Source text:
Chris Shumba: The crucial role of data infrastructure
Written by
Chris Shumba
February 13, 2025
How many of you know that a tree grows in two different directions at the same time?
The words are gravitropic, growing down, and phototropic, growing up. There are two systems acting on a tree – the root system and the fruit system.
For a lot of people, we only get to see the fruit and enjoy the fruit. For the purposes of this presentation, the fruit is the models, insights, forecasts and recommendations.
But for me, the job is the things that people don’t really see, the things that people don’t even know exist sometimes – the pipelines, the cloud infrastructure and making sure the automated reports get to the right place at the right time.
Most of you probably didn’t even know I existed until I came up on stage.
Starting working in football
Our set-up at Manchester United, in terms of the data science team, is we have four people. We have two data scientists, who work closely with the coaches, they are almost front-facing, then we have a Machine Learning Scientist, a technical lead, called Andrew Davies.

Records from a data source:
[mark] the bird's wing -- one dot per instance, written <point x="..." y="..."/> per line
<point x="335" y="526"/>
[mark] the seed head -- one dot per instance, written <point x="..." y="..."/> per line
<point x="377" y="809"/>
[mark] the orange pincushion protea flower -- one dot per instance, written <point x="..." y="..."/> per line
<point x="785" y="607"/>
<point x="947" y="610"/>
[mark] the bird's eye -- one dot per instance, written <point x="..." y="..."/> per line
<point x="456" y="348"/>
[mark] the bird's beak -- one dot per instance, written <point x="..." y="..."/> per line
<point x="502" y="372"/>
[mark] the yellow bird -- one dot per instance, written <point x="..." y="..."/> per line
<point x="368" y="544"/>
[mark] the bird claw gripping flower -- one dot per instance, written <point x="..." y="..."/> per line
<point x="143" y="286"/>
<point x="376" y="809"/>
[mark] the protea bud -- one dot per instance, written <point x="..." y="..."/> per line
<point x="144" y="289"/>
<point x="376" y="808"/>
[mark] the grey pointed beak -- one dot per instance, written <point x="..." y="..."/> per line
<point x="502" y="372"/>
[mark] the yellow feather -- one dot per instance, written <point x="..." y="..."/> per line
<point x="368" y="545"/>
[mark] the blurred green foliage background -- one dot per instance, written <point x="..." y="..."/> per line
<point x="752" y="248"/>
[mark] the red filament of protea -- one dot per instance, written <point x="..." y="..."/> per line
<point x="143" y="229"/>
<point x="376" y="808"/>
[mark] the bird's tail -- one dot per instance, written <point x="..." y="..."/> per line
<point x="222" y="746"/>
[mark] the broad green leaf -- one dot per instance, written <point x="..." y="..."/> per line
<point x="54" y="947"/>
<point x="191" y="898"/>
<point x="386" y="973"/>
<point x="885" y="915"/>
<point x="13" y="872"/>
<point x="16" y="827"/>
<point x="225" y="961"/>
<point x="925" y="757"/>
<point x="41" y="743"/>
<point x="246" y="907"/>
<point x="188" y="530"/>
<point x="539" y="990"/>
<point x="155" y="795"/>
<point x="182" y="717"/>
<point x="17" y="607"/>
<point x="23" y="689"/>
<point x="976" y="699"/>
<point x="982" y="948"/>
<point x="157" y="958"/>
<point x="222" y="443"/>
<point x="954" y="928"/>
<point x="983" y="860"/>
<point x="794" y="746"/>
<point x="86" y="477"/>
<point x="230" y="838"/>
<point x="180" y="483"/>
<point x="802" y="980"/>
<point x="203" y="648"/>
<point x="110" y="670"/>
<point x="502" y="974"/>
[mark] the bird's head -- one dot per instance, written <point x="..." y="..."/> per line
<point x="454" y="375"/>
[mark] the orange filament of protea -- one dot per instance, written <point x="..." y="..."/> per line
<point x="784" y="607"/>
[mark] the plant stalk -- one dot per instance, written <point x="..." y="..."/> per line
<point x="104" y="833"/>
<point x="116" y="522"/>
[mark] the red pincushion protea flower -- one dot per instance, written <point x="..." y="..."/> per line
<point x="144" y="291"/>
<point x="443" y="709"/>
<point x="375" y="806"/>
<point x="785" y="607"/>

Set tasks:
(1) According to the talk on data infrastructure, how many people make up the data science team at Manchester United?
(2) Extend the talk on data infrastructure, picking up right after its final sentence.

Answers by task:
(1) Four people.

(2)
I manage a partner team of Data Engineers who are not employed by us, but we partner with them to create our data infrastructure. I collaborate with the data scientists, I do data engineering, platform engineering, data strategy, data architecture, data modelling, IT security, cost control.
I do a lot of things and there are not really enough hours to do my role but you just have to make it work. I enjoy it, I absolutely love it. The most important thing is you have to be teachable and that’s what shocked me about football.
I had never worked in football before and was really excited to start my role. I had all these IT, architecture things before I started, I interviewed for this role for about four months and probably got to meet everyone in the organisation.
But they were a bit like, ‘You’ve never worked in football.’ When I started, one of the reality checks I got was that technology doesn’t really matter, it’s really about knowing the organisation.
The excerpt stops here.